(Goal of the exercise) Repeat exactly, and only, the lines from the line containing "Indicate the person's" through the last line of the records below, including both.

(Recorded information)

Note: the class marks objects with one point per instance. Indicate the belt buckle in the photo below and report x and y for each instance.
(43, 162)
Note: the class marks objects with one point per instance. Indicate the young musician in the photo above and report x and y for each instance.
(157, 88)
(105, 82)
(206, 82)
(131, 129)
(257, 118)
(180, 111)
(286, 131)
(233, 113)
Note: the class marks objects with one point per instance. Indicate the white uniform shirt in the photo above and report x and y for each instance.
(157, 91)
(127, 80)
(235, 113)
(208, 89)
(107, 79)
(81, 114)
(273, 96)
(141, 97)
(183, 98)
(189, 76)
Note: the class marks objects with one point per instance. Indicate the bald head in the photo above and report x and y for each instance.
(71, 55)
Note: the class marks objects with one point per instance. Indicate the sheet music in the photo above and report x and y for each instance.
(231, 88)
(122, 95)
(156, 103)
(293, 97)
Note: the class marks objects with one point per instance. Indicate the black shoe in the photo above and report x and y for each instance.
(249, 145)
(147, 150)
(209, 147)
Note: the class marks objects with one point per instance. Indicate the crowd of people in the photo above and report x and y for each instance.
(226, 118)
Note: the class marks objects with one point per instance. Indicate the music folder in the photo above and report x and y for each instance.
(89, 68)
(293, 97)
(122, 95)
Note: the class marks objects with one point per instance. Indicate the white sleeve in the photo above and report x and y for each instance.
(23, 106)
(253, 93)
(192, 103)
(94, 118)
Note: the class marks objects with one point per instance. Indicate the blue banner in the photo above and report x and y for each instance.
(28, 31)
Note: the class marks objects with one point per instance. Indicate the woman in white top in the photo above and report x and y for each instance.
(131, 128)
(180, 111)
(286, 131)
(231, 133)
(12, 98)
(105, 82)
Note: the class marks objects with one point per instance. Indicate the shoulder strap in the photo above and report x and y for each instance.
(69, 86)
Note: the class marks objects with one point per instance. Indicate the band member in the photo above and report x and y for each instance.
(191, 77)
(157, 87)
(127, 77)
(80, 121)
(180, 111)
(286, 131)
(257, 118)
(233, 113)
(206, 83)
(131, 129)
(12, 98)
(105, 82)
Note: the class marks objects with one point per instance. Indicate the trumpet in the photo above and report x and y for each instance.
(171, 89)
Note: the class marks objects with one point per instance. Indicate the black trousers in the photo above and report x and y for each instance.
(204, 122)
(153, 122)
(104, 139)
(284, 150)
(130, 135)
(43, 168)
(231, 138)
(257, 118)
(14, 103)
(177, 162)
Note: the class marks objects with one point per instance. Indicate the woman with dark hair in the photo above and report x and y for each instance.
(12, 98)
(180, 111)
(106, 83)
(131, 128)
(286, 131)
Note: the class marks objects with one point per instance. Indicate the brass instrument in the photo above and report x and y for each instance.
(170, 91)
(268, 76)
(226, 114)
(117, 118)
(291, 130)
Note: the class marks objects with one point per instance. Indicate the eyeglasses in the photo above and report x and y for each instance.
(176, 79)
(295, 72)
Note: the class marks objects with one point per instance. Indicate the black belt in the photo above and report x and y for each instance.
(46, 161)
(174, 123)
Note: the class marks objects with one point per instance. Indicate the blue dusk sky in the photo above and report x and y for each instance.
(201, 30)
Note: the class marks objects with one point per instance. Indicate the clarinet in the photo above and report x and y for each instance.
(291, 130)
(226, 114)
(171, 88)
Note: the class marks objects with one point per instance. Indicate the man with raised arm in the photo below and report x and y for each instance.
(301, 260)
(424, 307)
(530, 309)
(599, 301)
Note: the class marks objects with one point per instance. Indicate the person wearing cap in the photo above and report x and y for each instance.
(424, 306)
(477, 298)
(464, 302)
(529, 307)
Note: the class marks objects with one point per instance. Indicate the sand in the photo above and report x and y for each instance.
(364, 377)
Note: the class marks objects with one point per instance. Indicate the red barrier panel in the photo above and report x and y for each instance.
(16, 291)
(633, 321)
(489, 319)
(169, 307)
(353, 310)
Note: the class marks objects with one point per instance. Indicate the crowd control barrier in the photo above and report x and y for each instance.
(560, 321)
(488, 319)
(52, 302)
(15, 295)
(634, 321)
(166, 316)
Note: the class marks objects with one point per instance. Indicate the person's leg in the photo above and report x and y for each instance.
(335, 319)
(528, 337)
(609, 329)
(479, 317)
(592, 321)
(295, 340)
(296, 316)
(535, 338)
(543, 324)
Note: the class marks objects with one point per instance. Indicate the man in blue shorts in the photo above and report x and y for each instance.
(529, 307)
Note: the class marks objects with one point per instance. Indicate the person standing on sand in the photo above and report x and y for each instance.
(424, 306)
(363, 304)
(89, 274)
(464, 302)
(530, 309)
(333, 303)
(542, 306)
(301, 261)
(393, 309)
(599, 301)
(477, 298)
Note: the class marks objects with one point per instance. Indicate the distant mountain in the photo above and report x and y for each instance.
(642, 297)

(Task result)
Note: the class marks objects with one point per instance. Indicate the person's leg in the photo above and report x and y for each instance.
(335, 319)
(528, 337)
(609, 329)
(479, 317)
(592, 321)
(295, 340)
(296, 316)
(535, 338)
(543, 324)
Note: the class marks objects with one point per instance. Indicate the man in blue shorts in the photo above and report x and y for each instance.
(529, 307)
Note: the class marks objects with one point per instance. Indicate the person standing on sand in the photo above and report x and y for each instance.
(424, 306)
(363, 304)
(89, 274)
(464, 302)
(530, 309)
(333, 303)
(542, 306)
(301, 261)
(393, 309)
(599, 301)
(477, 298)
Note: the class marks objects with one point per instance. Indicate the distant mountain in the photo above and report x and y for each instance.
(642, 297)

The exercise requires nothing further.